■ To do: Every record shown below should be duplicated exactly.

■ Collected data:
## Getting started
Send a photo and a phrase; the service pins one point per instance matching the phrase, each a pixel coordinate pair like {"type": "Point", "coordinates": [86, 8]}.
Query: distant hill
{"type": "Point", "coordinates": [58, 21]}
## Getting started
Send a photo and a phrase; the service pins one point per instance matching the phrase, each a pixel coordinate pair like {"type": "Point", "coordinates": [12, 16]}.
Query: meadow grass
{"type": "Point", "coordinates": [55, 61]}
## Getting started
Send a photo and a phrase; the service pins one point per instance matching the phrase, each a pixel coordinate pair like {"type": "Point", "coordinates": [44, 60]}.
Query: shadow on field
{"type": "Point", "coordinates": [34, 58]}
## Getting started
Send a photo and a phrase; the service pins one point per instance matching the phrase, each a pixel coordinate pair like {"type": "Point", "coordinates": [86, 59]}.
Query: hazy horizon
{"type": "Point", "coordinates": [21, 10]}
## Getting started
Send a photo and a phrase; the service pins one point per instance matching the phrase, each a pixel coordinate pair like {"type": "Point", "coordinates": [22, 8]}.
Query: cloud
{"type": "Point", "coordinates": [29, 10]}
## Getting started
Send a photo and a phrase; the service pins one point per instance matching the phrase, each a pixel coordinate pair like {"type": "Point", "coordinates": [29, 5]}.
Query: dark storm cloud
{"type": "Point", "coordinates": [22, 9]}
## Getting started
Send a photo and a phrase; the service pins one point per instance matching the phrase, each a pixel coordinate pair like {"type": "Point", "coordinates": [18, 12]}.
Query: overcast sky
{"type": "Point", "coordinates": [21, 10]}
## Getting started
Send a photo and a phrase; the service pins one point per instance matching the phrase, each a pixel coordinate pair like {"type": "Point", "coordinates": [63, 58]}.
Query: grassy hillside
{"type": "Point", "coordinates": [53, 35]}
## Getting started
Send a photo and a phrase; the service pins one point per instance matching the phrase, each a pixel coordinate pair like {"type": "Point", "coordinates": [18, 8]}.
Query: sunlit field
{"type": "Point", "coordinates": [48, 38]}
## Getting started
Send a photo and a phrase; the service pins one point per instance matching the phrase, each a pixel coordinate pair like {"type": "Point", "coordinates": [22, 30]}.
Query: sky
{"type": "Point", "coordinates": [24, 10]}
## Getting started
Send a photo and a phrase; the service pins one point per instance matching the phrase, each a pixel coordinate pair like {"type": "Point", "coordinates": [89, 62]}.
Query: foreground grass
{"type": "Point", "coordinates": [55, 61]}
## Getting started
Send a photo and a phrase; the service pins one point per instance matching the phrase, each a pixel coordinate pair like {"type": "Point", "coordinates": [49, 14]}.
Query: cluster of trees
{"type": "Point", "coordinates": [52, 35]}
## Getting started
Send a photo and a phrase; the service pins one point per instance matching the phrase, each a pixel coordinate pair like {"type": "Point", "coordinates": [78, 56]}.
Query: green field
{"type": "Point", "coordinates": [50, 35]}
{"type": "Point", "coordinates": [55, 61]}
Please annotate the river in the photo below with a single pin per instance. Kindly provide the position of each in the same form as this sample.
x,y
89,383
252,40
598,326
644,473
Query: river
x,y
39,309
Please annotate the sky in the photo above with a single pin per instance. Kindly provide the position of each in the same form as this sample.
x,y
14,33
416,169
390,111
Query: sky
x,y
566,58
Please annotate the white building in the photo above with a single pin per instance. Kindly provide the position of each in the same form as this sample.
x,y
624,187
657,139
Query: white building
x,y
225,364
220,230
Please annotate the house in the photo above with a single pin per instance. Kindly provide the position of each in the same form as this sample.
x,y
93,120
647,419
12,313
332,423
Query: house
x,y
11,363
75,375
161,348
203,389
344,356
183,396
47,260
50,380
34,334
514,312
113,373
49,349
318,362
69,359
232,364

■ Response:
## Getting started
Send a photo and a phrase; the service pins one point per instance matching the phrase, each a pixel coordinate pair like {"type": "Point", "coordinates": [86, 8]}.
Query: distant hill
{"type": "Point", "coordinates": [58, 21]}
## Getting started
Send a photo and a phrase; the service pins one point per instance matching the phrase, each a pixel coordinate pair like {"type": "Point", "coordinates": [12, 16]}.
Query: meadow grass
{"type": "Point", "coordinates": [55, 61]}
## Getting started
Send a photo and a phrase; the service pins one point per instance matching the phrase, each a pixel coordinate pair like {"type": "Point", "coordinates": [44, 60]}.
Query: shadow on field
{"type": "Point", "coordinates": [34, 58]}
## Getting started
Send a photo and a phrase; the service pins one point per instance matching the phrase, each a pixel coordinate pair like {"type": "Point", "coordinates": [86, 59]}.
Query: hazy horizon
{"type": "Point", "coordinates": [21, 10]}
## Getting started
Send a photo and a phrase; the service pins one point per instance matching the phrase, each a pixel coordinate pair like {"type": "Point", "coordinates": [22, 8]}.
Query: cloud
{"type": "Point", "coordinates": [29, 10]}
## Getting started
Send a photo and a phrase; the service pins one point per instance matching the phrase, each a pixel coordinate pair like {"type": "Point", "coordinates": [29, 5]}.
Query: dark storm cloud
{"type": "Point", "coordinates": [22, 9]}
## Getting started
Send a photo and a phrase; the service pins one point per instance matching the phrase, each a pixel coordinate pair like {"type": "Point", "coordinates": [18, 12]}.
Query: overcast sky
{"type": "Point", "coordinates": [21, 10]}
## Getting started
Send a photo and a phrase; the service pins one point per instance matching the phrase, each a pixel coordinate pair like {"type": "Point", "coordinates": [63, 58]}.
Query: grassy hillside
{"type": "Point", "coordinates": [53, 35]}
## Getting started
Send a photo and a phrase; the service pins one point per instance matching the phrase, each a pixel coordinate pair like {"type": "Point", "coordinates": [18, 8]}.
Query: sunlit field
{"type": "Point", "coordinates": [48, 38]}
## Getting started
Send a photo and a phrase; the service pins one point per instance matching the phrase, each a pixel coordinate pair like {"type": "Point", "coordinates": [22, 30]}.
Query: sky
{"type": "Point", "coordinates": [24, 10]}
## Getting started
Send a photo and a phrase; the service pins one point per instance matching the phrase, each a pixel coordinate pair like {"type": "Point", "coordinates": [89, 62]}.
Query: foreground grass
{"type": "Point", "coordinates": [55, 61]}
## Getting started
Send a photo and a phrase; the service pins one point per instance matching the phrase, each a pixel coordinate pair like {"type": "Point", "coordinates": [49, 14]}.
Query: cluster of trees
{"type": "Point", "coordinates": [52, 35]}
## Getting started
Send a photo and a phrase; the service pins one point per instance matching the phrase, each a pixel coordinate pair like {"type": "Point", "coordinates": [78, 56]}.
Query: green field
{"type": "Point", "coordinates": [50, 35]}
{"type": "Point", "coordinates": [55, 61]}
Please annotate the river in the photo below with a single pin per instance. Kindly provide the position of each in the same form as this sample.
x,y
89,383
252,40
598,326
644,473
Query: river
x,y
39,309
Please annotate the sky in the photo above with a single pin per instance. Kindly provide the position of each in the same form as this sample.
x,y
14,33
416,169
390,111
Query: sky
x,y
566,58
Please annotate the white building in the photo above with a single pin per instance. Kindly provide the position of each in the same form as this sample.
x,y
624,187
657,139
Query: white building
x,y
225,364
220,230
Please annotate the house in the photo above with a single pin per instance. Kindly provide the position of each in the same form as this sample.
x,y
93,120
647,419
12,313
332,423
Query: house
x,y
11,363
75,375
161,348
203,389
344,356
183,396
47,260
50,380
34,334
514,312
113,373
49,349
318,362
69,359
232,364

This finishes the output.